*** SUPPLIED INFORMATION Section Begins ***

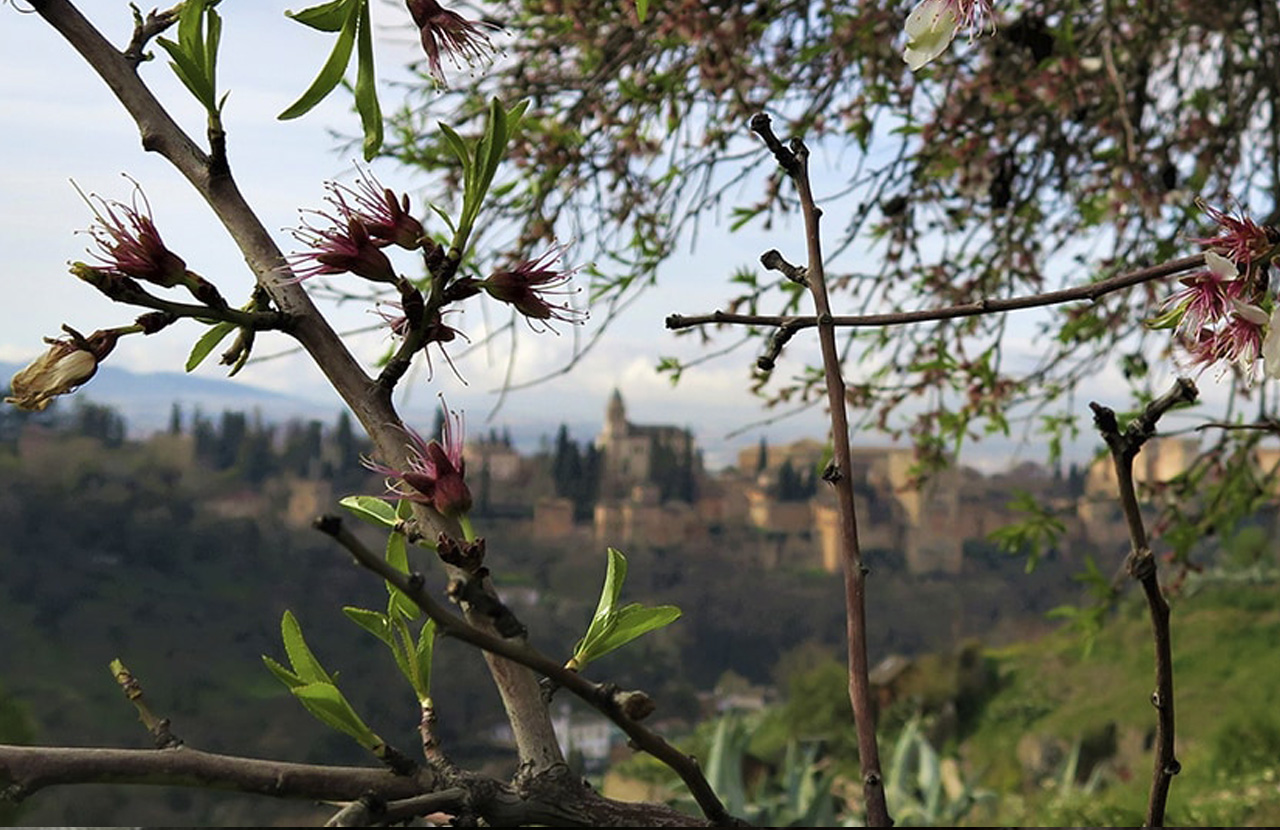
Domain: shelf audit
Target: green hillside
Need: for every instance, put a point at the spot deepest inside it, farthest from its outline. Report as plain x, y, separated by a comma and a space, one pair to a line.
1226, 671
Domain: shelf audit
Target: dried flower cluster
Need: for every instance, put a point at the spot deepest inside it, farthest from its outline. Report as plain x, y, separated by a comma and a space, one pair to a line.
1225, 314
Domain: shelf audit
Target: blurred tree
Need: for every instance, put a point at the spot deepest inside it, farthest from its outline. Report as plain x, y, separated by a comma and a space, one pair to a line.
1068, 144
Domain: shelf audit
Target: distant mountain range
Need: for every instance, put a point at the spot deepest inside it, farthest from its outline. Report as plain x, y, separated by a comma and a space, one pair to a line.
145, 400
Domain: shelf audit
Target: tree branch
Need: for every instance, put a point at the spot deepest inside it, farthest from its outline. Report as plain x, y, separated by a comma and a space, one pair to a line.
604, 698
1091, 292
1141, 565
795, 163
370, 404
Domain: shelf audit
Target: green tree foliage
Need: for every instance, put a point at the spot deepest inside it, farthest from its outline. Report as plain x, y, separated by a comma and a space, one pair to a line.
1069, 144
576, 473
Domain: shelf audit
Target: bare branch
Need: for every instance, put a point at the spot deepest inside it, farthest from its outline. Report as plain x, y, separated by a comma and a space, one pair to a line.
1091, 291
1141, 565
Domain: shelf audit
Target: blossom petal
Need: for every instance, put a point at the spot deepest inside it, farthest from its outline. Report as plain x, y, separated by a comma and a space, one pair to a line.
1271, 347
929, 30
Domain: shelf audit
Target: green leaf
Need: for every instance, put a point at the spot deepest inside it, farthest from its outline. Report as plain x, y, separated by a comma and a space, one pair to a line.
283, 674
208, 342
188, 71
425, 653
460, 147
632, 621
366, 87
370, 509
612, 628
615, 574
373, 621
397, 556
332, 708
332, 71
327, 17
305, 664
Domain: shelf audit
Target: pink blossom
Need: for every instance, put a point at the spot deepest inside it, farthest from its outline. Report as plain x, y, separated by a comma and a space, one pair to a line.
1205, 299
383, 214
448, 33
435, 474
131, 245
344, 247
1239, 238
529, 284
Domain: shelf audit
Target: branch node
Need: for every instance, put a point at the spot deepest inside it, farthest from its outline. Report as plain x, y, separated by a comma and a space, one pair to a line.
786, 159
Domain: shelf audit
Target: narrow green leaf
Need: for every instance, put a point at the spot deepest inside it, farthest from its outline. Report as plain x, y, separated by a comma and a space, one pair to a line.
402, 643
327, 17
370, 509
632, 621
283, 674
305, 664
373, 621
188, 71
366, 87
332, 708
606, 609
188, 30
208, 342
213, 41
448, 220
332, 71
397, 556
460, 147
425, 653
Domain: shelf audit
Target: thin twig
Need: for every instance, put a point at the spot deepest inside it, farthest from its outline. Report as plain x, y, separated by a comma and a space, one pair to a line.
1091, 291
602, 697
1141, 565
794, 160
132, 688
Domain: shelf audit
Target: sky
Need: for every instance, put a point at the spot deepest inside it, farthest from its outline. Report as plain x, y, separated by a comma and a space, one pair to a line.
58, 126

*** SUPPLIED INFORMATION Section Ends ***

### WORK TASK
Using the data above, return every line that contains the string "green".

### EXERCISE RESULT
Target: green hillside
Target: green tree foliage
Target: green leaf
Target: narrow green leaf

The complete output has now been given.